**** Source material

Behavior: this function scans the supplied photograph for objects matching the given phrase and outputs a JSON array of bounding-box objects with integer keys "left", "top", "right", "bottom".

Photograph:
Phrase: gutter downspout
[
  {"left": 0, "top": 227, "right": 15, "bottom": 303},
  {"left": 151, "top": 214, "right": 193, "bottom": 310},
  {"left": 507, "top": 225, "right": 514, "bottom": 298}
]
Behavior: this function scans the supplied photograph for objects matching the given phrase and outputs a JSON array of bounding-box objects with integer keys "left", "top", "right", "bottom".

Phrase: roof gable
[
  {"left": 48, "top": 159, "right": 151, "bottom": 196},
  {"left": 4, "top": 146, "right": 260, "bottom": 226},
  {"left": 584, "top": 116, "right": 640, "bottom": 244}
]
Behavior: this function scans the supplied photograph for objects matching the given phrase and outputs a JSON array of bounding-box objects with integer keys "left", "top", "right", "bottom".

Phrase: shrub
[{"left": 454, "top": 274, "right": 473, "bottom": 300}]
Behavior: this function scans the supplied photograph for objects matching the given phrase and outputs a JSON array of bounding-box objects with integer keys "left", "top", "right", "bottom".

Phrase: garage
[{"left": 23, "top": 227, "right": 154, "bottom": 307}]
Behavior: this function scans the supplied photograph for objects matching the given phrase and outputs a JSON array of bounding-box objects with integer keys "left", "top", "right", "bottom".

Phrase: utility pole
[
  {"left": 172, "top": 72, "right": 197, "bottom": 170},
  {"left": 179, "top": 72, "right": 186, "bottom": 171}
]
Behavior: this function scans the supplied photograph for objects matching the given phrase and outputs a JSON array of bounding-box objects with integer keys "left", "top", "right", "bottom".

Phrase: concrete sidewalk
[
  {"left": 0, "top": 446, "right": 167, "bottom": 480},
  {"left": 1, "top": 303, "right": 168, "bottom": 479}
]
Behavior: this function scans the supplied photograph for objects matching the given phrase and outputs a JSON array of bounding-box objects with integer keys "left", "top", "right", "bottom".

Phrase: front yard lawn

********

* **Task directions**
The answer should be the complete set of records, printed exactly.

* **Exercise output**
Behavior: this function scans the supplied photograph for objects matching the given phrase and outputs a JSON array of bounding-box objects with integer keys "left", "top", "right", "bottom".

Photograph:
Phrase: gutter downspout
[
  {"left": 0, "top": 227, "right": 15, "bottom": 303},
  {"left": 151, "top": 214, "right": 193, "bottom": 310},
  {"left": 507, "top": 225, "right": 514, "bottom": 298}
]
Behavior: this function scans the supplied photograph for objects matching the given phrase and outputs a JSON array of bounding-box objects with integer keys "left", "top", "right", "bottom".

Phrase: roof gable
[
  {"left": 48, "top": 159, "right": 151, "bottom": 196},
  {"left": 4, "top": 146, "right": 260, "bottom": 226},
  {"left": 584, "top": 116, "right": 640, "bottom": 244}
]
Behavior: this function scans the supplied photograph for objects matching the given phrase and outputs a JSON array of bounding-box objects with integer keys "left", "top", "right", "bottom".

Phrase: shrub
[{"left": 454, "top": 274, "right": 473, "bottom": 300}]
Behavior: this function scans the supplied photograph for objects matching the given phrase and outputs a JSON array of bounding-box objects with integer keys "left", "top", "right", "bottom".

Phrase: garage
[{"left": 23, "top": 227, "right": 154, "bottom": 307}]
Behavior: this function scans the supplied photograph for objects matching the given phrase and outputs a JSON array of bounding-box objects with integer keys "left", "top", "right", "bottom".

Phrase: utility pole
[
  {"left": 172, "top": 72, "right": 197, "bottom": 170},
  {"left": 179, "top": 72, "right": 186, "bottom": 171}
]
Behavior: this function scans the supplied photograph for objects matching the given phrase and outputs a JSON array of bounding-box objects with integer keys "left", "top", "right", "bottom".

Phrase: concrete sidewalk
[
  {"left": 0, "top": 446, "right": 167, "bottom": 480},
  {"left": 1, "top": 303, "right": 168, "bottom": 479}
]
Behavior: this function scans the supplied photograph for objects matching the given phrase and outputs a JSON array of bounding-box objects with integer keys "left", "top", "right", "bottom".

Phrase: front yard lawn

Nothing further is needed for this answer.